◆ Point-per-instance localization data
▼▼▼

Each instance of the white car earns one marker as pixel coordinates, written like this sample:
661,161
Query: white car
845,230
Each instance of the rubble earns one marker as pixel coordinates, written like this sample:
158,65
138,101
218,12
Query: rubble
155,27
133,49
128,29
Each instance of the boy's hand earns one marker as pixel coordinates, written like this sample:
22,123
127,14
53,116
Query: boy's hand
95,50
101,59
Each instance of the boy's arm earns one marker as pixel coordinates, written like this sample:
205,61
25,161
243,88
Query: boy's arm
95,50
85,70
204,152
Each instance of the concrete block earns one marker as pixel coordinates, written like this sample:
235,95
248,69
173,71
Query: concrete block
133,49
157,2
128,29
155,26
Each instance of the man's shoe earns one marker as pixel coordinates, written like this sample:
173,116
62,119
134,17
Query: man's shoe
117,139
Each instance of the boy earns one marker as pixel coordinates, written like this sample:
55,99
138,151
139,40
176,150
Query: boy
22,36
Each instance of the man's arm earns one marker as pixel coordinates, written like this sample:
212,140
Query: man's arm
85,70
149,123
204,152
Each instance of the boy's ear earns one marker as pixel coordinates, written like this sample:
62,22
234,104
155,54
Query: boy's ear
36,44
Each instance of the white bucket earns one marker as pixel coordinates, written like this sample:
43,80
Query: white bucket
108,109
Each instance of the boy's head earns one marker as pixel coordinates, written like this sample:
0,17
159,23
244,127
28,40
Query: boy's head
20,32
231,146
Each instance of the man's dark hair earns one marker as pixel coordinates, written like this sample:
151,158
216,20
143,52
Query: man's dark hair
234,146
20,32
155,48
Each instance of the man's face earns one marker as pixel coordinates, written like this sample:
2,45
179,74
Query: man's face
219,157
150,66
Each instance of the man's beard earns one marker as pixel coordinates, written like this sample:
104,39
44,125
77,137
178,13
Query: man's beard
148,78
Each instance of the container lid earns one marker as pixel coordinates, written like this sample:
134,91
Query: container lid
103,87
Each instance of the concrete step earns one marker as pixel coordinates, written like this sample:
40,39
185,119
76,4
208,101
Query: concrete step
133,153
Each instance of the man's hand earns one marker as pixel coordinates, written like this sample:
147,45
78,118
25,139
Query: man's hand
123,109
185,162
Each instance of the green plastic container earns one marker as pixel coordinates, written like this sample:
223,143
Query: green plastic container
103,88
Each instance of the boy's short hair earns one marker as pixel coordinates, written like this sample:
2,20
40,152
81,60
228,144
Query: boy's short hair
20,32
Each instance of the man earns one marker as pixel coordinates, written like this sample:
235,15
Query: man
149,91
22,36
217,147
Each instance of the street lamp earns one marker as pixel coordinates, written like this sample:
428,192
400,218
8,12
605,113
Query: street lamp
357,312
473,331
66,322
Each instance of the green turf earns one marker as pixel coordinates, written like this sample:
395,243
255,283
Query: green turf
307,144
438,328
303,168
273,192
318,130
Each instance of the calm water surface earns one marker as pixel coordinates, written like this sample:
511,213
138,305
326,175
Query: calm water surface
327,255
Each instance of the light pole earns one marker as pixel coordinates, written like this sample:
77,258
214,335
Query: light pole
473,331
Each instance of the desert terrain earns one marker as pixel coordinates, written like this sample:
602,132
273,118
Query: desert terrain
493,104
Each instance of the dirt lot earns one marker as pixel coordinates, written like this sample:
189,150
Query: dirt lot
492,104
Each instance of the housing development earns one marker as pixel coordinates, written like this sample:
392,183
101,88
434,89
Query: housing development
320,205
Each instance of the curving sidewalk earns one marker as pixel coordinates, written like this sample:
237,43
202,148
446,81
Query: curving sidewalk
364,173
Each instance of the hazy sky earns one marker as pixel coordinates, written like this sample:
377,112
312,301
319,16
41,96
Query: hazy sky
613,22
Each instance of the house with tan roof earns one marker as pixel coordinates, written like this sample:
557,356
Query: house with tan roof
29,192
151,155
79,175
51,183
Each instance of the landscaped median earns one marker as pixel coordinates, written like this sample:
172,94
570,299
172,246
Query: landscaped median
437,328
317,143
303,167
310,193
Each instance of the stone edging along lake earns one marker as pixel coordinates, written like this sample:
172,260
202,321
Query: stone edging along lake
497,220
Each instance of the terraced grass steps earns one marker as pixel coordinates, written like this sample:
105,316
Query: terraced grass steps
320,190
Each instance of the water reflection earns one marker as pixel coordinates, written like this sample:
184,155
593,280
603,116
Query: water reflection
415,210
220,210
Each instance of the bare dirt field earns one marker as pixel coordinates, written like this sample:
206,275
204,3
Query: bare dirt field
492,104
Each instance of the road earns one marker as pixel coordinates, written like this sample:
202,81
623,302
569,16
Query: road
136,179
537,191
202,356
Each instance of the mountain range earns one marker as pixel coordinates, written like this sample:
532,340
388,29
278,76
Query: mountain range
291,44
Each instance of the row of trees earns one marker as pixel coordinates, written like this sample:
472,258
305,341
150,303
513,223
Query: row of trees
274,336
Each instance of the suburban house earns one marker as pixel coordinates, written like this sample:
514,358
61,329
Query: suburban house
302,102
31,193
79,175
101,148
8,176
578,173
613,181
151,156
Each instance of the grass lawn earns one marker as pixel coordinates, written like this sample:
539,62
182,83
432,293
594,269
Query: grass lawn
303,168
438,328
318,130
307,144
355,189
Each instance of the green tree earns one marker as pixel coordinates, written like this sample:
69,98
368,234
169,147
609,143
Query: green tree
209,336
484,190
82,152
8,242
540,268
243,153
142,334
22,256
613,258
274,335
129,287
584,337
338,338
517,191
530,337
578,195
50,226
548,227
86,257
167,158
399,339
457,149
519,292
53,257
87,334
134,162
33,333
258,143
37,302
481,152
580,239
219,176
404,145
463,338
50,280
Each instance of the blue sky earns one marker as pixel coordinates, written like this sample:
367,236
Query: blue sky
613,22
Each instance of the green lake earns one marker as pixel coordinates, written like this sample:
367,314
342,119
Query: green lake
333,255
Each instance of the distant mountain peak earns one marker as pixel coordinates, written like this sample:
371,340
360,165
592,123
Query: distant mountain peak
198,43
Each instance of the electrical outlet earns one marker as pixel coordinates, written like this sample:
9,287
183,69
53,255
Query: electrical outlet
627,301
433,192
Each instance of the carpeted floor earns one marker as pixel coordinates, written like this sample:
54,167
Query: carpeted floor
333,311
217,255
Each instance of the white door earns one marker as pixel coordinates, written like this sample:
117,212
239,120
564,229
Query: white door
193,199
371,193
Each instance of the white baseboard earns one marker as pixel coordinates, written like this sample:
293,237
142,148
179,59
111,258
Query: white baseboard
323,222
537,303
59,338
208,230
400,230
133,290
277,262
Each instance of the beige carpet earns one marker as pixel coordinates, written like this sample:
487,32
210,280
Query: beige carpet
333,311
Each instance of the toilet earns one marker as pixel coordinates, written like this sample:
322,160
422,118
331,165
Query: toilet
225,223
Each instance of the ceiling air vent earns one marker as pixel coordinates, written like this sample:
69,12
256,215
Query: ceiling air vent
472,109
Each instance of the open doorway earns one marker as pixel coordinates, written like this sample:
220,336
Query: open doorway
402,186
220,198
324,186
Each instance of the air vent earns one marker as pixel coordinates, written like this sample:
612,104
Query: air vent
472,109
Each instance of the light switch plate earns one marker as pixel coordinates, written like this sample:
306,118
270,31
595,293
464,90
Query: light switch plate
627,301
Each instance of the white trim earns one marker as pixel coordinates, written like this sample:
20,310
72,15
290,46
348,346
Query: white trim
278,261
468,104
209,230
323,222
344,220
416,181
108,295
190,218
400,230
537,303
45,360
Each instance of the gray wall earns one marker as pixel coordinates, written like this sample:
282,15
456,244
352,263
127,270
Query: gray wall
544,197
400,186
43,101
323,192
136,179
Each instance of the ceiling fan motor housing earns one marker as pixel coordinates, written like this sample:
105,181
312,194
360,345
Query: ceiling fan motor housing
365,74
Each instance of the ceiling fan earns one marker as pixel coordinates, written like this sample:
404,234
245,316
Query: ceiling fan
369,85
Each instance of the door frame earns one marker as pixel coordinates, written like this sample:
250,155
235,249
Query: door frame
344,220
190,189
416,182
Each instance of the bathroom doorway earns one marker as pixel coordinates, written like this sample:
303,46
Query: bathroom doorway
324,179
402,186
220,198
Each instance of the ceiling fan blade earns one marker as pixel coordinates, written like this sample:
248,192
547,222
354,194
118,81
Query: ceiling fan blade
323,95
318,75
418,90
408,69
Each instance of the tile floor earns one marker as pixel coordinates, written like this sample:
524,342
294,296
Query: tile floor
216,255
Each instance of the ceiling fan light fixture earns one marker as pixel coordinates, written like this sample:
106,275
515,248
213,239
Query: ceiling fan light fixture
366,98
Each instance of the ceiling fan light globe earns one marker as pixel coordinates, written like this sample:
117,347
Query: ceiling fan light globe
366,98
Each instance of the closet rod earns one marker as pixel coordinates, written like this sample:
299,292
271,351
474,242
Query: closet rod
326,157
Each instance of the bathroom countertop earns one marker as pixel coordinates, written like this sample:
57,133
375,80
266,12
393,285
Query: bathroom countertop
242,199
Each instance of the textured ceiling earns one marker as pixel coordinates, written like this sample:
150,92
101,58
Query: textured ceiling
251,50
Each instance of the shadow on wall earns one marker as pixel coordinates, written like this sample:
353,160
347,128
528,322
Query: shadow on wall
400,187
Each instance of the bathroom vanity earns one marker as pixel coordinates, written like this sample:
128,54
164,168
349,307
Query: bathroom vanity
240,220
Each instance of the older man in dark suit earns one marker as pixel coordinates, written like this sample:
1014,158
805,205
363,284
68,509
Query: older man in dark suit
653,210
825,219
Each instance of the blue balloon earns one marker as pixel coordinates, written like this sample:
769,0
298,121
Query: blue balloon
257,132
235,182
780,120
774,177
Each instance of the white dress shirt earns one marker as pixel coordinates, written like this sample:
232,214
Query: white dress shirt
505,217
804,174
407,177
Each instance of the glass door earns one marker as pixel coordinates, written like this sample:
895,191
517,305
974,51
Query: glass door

▲▲▲

◆ WHAT NEEDS TO BE DONE
Once every line above has been checked for the string "glass", give the number of matching lines and nothing more.

◆ FINISHED TASK
2